Problem to work on. Please convert the rows below into a JSON list of strings with one string per line, leaving out blank lines. Begin at the line that has "Where can you find the wheel", stop after the line that has "Where can you find the corrugated", and include nothing else.

Provided data.

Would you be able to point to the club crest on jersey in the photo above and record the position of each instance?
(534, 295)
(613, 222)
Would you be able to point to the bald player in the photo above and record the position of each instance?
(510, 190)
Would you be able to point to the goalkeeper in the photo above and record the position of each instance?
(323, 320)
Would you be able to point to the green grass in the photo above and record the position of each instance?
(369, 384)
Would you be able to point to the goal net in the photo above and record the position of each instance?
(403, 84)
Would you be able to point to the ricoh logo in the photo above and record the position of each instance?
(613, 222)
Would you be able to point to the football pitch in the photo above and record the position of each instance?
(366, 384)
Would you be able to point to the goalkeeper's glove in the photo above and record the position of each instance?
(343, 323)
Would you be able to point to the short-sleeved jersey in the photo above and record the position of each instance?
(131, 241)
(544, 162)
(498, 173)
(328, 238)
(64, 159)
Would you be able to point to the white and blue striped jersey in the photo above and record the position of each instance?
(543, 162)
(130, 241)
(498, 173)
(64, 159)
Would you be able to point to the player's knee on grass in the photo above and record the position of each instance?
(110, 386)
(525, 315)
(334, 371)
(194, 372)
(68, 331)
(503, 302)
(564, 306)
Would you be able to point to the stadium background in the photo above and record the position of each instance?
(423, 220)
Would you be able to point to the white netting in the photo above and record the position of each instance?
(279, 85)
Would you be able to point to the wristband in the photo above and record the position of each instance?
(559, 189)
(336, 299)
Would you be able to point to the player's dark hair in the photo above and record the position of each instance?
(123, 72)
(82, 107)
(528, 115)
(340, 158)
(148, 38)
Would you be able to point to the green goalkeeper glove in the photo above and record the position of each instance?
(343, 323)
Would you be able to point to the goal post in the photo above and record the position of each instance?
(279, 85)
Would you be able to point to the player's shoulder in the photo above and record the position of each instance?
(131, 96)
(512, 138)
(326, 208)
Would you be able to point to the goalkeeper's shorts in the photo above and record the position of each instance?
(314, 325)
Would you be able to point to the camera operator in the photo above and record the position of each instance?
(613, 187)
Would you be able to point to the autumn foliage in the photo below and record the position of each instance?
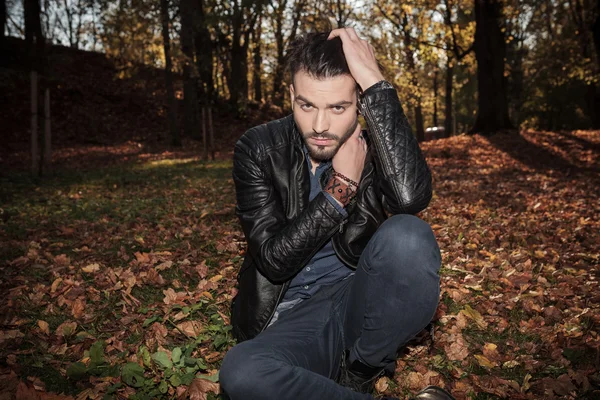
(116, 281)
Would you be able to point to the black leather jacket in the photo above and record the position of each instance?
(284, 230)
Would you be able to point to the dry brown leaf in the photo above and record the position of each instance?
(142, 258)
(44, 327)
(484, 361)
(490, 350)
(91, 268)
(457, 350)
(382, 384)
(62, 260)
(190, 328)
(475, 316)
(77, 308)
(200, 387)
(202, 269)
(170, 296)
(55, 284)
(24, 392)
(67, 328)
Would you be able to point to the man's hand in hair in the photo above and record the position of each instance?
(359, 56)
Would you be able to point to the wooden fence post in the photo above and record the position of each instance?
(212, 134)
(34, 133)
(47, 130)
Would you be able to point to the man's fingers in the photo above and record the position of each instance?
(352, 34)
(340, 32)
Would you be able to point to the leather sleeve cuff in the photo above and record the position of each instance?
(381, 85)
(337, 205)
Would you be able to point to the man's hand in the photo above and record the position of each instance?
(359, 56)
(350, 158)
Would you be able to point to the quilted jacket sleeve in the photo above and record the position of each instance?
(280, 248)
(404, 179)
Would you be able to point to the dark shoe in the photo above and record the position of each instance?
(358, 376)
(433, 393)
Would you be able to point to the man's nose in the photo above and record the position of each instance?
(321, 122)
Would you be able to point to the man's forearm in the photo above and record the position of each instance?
...
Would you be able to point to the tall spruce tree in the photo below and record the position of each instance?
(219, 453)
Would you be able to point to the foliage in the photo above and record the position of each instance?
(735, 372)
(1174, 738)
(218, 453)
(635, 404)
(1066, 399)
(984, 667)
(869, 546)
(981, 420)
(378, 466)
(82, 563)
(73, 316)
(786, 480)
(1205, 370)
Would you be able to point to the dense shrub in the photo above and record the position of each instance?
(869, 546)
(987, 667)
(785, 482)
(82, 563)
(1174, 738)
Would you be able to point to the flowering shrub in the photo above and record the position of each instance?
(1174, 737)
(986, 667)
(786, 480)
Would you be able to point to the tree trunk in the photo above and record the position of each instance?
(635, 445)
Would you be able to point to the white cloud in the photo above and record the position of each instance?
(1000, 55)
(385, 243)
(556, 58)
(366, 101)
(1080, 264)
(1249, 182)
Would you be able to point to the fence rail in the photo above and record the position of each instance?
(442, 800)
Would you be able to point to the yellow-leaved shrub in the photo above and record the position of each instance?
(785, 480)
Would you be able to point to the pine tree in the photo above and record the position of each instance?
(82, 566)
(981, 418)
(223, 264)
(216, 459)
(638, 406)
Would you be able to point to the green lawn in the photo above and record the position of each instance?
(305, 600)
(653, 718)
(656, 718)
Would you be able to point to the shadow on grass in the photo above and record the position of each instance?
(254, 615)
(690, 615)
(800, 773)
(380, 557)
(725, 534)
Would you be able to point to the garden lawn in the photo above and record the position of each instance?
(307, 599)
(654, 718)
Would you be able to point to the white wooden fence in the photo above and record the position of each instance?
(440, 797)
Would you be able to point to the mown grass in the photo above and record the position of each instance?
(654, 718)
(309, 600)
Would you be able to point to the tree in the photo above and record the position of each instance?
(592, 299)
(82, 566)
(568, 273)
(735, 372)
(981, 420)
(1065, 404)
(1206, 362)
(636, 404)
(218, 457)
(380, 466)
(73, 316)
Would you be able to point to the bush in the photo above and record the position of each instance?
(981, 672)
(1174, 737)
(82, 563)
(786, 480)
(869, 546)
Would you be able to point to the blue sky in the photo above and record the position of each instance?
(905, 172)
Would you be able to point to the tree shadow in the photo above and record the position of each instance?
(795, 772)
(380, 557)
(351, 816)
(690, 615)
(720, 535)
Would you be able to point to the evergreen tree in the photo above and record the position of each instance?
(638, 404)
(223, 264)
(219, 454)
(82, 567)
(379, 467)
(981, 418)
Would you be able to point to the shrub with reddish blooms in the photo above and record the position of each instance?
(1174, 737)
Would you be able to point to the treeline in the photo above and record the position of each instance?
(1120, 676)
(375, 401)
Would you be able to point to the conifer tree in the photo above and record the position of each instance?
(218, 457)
--
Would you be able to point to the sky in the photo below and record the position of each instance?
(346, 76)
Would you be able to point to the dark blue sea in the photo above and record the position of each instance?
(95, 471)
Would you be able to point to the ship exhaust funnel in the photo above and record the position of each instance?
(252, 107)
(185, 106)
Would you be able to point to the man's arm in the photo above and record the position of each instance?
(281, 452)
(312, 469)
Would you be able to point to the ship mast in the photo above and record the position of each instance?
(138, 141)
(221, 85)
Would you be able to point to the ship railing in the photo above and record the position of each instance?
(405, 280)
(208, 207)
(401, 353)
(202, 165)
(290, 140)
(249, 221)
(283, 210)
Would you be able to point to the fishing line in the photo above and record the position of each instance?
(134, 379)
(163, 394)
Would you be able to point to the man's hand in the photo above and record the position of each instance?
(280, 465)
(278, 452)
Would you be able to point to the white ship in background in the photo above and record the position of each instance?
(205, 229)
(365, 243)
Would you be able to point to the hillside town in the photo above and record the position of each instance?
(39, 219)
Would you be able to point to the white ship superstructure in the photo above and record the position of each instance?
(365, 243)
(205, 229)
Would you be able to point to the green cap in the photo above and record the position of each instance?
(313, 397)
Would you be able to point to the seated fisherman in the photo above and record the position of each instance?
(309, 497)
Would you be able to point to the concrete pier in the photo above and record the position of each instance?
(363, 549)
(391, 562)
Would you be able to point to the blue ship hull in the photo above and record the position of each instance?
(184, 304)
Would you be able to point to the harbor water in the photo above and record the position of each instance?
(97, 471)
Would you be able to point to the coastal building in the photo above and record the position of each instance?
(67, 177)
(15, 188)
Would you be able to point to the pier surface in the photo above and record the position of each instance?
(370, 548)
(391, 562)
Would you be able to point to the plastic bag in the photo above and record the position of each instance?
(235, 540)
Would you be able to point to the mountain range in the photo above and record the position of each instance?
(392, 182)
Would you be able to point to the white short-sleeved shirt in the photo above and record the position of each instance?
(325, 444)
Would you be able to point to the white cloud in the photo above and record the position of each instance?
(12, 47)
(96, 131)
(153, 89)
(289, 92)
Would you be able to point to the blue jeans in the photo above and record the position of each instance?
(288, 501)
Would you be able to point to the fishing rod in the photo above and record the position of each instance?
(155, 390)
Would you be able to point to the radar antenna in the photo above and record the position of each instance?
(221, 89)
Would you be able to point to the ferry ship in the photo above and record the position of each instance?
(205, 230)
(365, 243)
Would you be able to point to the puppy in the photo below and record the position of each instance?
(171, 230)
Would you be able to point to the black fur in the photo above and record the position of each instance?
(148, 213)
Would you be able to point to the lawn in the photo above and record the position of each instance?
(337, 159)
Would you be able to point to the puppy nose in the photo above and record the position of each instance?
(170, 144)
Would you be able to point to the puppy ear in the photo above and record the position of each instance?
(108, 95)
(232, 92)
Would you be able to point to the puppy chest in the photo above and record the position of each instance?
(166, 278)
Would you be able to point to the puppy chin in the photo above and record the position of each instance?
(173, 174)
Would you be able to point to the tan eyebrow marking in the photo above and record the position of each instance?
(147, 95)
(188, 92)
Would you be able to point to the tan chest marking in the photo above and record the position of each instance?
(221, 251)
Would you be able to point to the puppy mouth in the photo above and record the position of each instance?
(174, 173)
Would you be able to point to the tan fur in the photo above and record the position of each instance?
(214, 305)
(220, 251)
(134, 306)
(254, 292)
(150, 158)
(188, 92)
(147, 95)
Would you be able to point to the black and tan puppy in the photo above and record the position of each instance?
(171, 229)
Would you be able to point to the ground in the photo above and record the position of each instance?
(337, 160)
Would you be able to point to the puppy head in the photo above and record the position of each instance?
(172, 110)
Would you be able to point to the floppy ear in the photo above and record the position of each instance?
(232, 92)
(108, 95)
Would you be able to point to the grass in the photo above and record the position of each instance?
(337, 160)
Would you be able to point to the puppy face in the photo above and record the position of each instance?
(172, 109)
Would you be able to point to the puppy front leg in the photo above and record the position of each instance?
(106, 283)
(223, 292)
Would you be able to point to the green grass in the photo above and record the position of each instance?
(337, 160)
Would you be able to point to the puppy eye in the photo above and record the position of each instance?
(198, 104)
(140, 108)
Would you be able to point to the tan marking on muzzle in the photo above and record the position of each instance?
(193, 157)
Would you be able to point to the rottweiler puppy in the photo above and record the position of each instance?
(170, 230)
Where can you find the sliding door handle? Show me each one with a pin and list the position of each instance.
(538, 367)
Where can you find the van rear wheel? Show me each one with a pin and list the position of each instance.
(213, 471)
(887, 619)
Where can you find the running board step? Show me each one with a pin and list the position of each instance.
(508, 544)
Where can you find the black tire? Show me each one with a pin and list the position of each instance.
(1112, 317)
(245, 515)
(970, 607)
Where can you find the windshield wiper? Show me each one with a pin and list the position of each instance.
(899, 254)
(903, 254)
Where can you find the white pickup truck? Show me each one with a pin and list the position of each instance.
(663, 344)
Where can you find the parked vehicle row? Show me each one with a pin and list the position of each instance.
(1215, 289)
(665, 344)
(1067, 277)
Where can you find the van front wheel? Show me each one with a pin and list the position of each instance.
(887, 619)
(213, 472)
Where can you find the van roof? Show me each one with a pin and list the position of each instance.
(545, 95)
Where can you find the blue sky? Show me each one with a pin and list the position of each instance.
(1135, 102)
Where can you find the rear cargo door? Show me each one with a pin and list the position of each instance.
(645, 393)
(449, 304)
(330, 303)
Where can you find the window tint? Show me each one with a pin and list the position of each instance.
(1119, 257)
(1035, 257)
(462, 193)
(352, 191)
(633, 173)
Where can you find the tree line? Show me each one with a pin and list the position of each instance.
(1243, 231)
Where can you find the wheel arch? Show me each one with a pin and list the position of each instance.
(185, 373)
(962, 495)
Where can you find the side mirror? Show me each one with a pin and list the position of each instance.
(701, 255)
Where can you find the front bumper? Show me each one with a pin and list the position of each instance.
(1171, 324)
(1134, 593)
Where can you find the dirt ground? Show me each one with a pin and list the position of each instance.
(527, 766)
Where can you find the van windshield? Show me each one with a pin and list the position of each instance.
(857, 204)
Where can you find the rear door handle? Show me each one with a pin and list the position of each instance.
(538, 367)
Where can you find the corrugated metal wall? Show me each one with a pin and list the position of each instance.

Exercise answer.
[
  "Where can you find the wheel arch? Show me each one with a pin and list the position of each instance.",
  "(185, 373)",
  "(962, 495)",
  "Where can you find the side mirror? Show me each one with a pin and list the position of each instance.",
  "(701, 255)",
  "Where can you find the front bumper? Show me each one with a pin and list the position of each instance.",
  "(1171, 324)",
  "(1134, 593)",
  "Where can you find the dirt ground? Show me each one with a pin and list the position of each instance.",
  "(527, 766)",
  "Where can you find the van windshield? Show me each one with a pin and list the position of each instance.",
  "(857, 204)",
  "Where can you find the rear door handle? Show me each one with a pin and list the position of each instance.",
  "(538, 367)",
  "Where can you find the corrugated metal wall? Show me each one with a pin and list the position of each instance."
]